教員以外にも様々な進路が考えられるこの専修ですが、どの進路を選ぶにしても、「自分の考えを適切な論拠のもと述べる力」が大切だと私は思います。その力を培えたことが、この専修を選んで良かったと思える最大の点です。それも、英語圏文化専修の論文指導が充実しており、先生方のアドバイスを受けながら、適切な資料や文献を精査して自分の考えをまとめることができたからだと、私は感じています。

教員紹介

教員紹介

ウェルズ恵子 教授

指導するテーマ

口承伝承を重んじた作家や詩人の作品研究、音楽文化に関する文学寄りの研究、おとぎ話の比較研究、伝承歌・伝承物語などの伝播、変容、生成に関する研究、文学寄りのアメリカ研究など。

.....

- 課題
1. 英語圏文化専修の紹介文のうち、「教員以外にも様々な進路が考え」を含む箇所から書き始め、「からだと、私は感じています。」の直後で終えて、そのとおりに書き写してください。
2. 英語圏文化専修の紹介文で、筆者がこの専修を選んで良かったと思える最大の点は何ですか。
3. 英語圏文化専修の紹介文によると、筆者がその力を培えたのはなぜですか。1〜3文で説明してください。

.....

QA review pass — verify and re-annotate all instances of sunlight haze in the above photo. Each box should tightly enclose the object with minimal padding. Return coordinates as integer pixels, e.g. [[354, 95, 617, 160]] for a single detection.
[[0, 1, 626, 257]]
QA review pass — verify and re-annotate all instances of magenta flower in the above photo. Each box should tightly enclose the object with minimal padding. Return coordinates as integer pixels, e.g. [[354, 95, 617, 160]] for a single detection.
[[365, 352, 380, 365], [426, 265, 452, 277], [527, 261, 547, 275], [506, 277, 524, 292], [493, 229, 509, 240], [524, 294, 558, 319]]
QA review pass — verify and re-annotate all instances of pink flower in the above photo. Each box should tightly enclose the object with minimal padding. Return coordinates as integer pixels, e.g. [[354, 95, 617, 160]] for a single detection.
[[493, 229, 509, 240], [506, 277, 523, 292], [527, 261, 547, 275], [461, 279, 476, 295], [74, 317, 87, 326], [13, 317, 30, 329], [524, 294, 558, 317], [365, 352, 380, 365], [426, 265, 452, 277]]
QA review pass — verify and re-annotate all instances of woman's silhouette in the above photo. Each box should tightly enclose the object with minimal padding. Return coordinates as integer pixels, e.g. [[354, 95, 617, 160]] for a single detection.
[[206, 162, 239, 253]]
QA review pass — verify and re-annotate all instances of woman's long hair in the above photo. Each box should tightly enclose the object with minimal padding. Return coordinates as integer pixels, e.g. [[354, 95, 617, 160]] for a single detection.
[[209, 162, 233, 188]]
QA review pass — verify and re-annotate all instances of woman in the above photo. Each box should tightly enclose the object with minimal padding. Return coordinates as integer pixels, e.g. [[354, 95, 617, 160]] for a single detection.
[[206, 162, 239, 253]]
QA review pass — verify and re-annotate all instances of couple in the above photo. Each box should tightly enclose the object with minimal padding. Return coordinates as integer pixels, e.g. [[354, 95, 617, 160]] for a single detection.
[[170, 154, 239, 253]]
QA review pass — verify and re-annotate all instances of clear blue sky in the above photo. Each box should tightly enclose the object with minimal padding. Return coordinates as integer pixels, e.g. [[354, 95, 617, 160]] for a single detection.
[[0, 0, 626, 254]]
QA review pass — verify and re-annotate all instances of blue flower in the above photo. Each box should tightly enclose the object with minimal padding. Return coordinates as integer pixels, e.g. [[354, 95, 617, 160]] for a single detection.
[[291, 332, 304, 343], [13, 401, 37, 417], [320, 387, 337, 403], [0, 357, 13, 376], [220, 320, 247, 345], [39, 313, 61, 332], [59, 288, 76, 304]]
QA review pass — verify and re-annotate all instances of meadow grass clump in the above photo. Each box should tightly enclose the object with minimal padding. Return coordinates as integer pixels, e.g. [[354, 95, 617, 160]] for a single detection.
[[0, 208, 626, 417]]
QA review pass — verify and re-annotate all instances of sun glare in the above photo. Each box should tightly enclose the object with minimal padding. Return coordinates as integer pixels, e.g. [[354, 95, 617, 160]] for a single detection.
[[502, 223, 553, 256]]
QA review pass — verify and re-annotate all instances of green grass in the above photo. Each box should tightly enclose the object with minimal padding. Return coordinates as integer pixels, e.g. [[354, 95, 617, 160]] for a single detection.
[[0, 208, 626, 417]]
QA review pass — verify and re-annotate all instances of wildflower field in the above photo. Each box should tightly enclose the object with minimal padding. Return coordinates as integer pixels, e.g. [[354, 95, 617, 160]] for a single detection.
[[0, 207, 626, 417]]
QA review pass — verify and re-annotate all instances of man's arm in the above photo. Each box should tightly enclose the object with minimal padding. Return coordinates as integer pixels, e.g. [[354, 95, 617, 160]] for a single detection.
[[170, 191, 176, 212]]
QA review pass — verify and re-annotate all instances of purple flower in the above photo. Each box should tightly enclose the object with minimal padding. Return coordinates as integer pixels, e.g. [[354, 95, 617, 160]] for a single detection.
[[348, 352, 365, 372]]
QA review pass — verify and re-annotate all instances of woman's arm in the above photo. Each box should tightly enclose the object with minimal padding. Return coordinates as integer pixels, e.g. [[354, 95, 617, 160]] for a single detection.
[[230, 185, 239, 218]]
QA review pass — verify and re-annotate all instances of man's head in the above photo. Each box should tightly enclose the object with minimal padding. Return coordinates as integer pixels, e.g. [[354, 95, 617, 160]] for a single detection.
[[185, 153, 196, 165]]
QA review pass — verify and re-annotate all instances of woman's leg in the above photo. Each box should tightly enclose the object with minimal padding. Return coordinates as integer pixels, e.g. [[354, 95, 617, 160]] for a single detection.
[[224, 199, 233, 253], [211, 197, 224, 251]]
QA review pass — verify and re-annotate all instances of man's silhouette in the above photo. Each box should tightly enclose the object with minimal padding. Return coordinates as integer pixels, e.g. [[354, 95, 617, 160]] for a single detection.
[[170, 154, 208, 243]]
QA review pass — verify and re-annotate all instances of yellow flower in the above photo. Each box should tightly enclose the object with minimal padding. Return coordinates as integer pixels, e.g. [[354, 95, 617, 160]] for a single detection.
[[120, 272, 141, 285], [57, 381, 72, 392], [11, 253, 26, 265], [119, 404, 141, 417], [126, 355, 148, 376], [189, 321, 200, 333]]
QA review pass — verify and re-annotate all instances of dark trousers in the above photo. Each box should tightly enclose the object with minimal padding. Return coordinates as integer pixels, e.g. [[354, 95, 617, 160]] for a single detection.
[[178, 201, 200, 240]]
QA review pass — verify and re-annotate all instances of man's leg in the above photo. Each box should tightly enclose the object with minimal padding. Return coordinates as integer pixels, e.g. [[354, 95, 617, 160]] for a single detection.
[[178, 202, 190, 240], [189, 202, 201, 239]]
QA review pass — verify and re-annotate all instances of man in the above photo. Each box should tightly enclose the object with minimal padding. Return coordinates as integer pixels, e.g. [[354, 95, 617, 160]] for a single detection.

.....

- 解答
1.
教員以外にも様々な進路が考えられるこの専修ですが、どの進路を選ぶにしても、「自分の考えを適切な論拠のもと述べる力」が大切だと私は思います。その力を培えたことが、この専修を選んで良かったと思える最大の点です。それも、英語圏文化専修の論文指導が充実しており、先生方のアドバイスを受けながら、適切な資料や文献を精査して自分の考えをまとめることができたからだと、私は感じています。

2. 「自分の考えを適切な論拠のもと述べる力」を培えたことです。

3. 英語圏文化専修の論文指導が充実しており、先生方のアドバイスを受けながら、適切な資料や文献を精査して自分の考えをまとめることができたからです。